When the string "cloud" appears in a line of the records, show the whole line.

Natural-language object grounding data

▬▬▬

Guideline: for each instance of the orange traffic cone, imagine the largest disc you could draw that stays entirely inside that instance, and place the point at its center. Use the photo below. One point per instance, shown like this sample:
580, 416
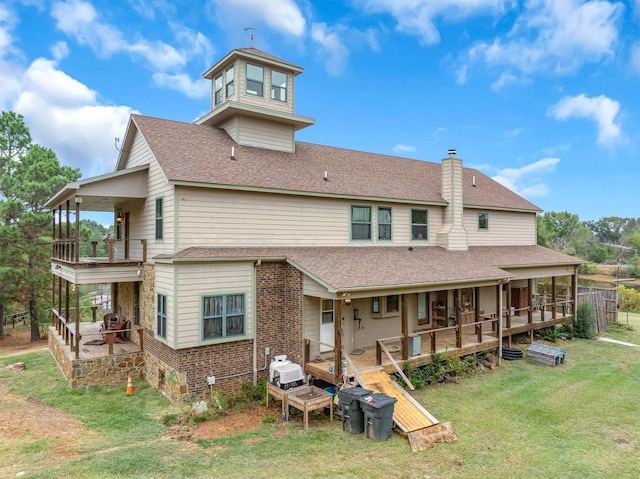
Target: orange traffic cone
129, 385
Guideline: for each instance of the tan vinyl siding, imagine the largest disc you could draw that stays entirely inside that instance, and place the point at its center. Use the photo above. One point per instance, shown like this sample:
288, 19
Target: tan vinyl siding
232, 218
506, 228
265, 134
164, 284
196, 280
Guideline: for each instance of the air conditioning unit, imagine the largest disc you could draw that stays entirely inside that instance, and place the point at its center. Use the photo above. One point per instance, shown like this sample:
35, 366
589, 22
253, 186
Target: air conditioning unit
415, 344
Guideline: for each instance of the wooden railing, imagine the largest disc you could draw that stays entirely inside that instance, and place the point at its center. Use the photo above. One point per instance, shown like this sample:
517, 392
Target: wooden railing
107, 250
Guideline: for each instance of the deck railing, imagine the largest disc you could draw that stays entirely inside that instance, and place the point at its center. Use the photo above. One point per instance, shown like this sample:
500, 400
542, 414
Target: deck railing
103, 250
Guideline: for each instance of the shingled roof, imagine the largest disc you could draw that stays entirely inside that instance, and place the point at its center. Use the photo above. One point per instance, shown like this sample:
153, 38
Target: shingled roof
352, 268
201, 155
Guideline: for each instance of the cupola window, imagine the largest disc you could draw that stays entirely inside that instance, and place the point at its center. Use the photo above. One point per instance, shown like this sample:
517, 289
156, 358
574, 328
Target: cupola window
278, 86
255, 80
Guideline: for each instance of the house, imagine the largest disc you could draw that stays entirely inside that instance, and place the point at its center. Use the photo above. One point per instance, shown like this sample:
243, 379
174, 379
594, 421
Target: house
235, 243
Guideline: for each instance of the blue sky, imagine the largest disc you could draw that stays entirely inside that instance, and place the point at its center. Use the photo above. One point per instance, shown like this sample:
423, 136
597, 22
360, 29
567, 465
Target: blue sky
542, 95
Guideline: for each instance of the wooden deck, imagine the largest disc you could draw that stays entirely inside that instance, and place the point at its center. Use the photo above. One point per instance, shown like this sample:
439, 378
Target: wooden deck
90, 331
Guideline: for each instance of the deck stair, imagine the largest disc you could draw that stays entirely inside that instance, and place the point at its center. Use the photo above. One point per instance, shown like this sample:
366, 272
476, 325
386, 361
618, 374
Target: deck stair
421, 429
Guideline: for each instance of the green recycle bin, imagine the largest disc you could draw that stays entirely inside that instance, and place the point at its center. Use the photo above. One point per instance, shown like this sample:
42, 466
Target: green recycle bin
378, 415
352, 416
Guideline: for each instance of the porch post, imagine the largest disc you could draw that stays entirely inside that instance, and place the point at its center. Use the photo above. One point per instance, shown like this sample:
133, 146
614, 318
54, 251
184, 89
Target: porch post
337, 339
405, 328
553, 297
77, 235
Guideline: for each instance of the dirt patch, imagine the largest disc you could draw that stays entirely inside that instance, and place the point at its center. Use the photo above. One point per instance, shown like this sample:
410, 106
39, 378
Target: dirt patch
16, 342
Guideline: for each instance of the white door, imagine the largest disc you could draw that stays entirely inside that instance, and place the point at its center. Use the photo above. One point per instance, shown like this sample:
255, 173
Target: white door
326, 325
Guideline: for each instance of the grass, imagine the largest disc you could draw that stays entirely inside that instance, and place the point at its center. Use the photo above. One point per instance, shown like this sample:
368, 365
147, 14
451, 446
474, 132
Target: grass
577, 420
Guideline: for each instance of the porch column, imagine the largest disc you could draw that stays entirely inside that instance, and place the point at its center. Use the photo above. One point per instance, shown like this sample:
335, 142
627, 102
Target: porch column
553, 297
405, 328
337, 339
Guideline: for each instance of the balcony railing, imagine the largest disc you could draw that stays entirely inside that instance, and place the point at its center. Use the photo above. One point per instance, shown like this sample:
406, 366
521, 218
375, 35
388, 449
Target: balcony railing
103, 251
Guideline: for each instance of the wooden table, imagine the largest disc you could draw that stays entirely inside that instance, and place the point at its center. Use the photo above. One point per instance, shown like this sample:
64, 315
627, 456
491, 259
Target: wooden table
308, 398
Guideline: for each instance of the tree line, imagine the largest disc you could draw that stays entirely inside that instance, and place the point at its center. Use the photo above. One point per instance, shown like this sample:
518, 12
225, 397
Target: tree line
30, 174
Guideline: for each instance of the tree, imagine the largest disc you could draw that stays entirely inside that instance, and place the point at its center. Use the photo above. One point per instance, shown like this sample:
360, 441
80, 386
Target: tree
29, 175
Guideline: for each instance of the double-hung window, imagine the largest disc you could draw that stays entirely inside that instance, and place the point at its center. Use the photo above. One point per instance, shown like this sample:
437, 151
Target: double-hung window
229, 82
419, 225
223, 316
360, 222
278, 86
384, 223
159, 218
255, 80
161, 316
217, 90
483, 221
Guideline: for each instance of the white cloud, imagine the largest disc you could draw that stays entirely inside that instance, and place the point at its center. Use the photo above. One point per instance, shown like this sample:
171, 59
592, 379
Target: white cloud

▬▬▬

Response area
Guideline: for each instance of the white cloud, imagine the largest disc you could draw that stays entirely inside that instance, and place the point at its center. Use the photo above. One point per instance, shown like this sample:
Target: white cloud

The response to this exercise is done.